What is required: Output the part of the listing below that opens with its first line and closes with the line containing "POLYGON ((205 169, 219", both included, as a JSON list of strings with one string per line. Omit blank lines, and leave the pictures out of the answer.
[BEGIN Extracted records]
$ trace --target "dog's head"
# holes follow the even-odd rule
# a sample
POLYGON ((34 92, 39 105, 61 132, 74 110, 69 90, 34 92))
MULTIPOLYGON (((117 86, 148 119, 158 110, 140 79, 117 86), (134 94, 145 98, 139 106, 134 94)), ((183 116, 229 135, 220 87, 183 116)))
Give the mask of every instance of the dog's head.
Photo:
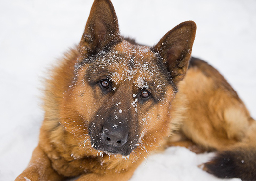
POLYGON ((143 142, 157 145, 168 135, 171 103, 186 74, 195 31, 195 24, 187 21, 153 47, 138 45, 120 36, 110 0, 95 0, 69 100, 72 114, 84 124, 76 129, 88 134, 92 147, 126 156, 143 142))

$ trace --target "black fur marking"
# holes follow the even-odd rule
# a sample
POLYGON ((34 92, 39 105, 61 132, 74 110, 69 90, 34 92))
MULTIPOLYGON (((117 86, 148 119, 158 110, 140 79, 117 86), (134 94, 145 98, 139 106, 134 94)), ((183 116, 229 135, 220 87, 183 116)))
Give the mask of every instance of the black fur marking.
POLYGON ((205 169, 219 178, 239 178, 243 181, 255 181, 256 153, 253 148, 242 148, 224 151, 205 163, 205 169))

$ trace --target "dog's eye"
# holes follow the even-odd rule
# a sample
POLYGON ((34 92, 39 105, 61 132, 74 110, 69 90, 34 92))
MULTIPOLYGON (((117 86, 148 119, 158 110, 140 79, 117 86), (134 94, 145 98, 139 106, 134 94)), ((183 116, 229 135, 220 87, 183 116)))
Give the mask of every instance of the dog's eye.
POLYGON ((100 82, 100 84, 101 84, 101 85, 103 88, 107 89, 109 87, 109 81, 107 80, 102 80, 100 82))
POLYGON ((142 98, 147 98, 150 95, 150 93, 147 90, 143 90, 140 93, 140 96, 142 98))

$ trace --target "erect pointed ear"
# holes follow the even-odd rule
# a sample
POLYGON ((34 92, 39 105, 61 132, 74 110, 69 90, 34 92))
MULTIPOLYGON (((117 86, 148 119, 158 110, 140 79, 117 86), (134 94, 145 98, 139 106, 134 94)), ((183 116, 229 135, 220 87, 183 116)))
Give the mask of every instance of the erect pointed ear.
POLYGON ((79 44, 81 56, 96 54, 120 41, 117 18, 109 0, 95 0, 79 44))
POLYGON ((175 84, 182 80, 186 74, 196 31, 196 25, 193 21, 182 23, 153 47, 162 58, 175 84))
[END Extracted records]
Answer in full:
[
  "$ trace --target \"dog's head\"",
  "# holes follow the even-odd rule",
  "# a sample",
  "POLYGON ((34 92, 39 105, 61 132, 74 110, 69 90, 34 92))",
  "MULTIPOLYGON (((117 86, 148 119, 158 110, 140 79, 117 86), (134 94, 145 98, 139 106, 134 94)), ((183 116, 229 135, 220 87, 183 116)))",
  "Give the mask of every instance of the dog's head.",
  "Photo:",
  "POLYGON ((143 142, 157 145, 168 135, 171 103, 186 74, 195 31, 195 24, 187 21, 153 47, 138 45, 120 36, 110 0, 95 0, 69 100, 72 114, 84 124, 76 129, 88 134, 92 147, 126 156, 143 142))",
  "$ trace --target \"black fur marking\"",
  "# holes follow the even-odd rule",
  "# a sample",
  "POLYGON ((34 92, 39 105, 61 132, 74 110, 69 90, 34 92))",
  "MULTIPOLYGON (((117 86, 148 119, 158 110, 140 79, 117 86), (134 94, 145 98, 139 106, 134 94)), ((183 116, 229 135, 220 87, 183 116)))",
  "Give the mask of every instance of the black fur marking.",
  "POLYGON ((205 169, 219 178, 239 178, 243 181, 255 181, 256 153, 253 148, 242 148, 224 151, 205 163, 205 169))"
]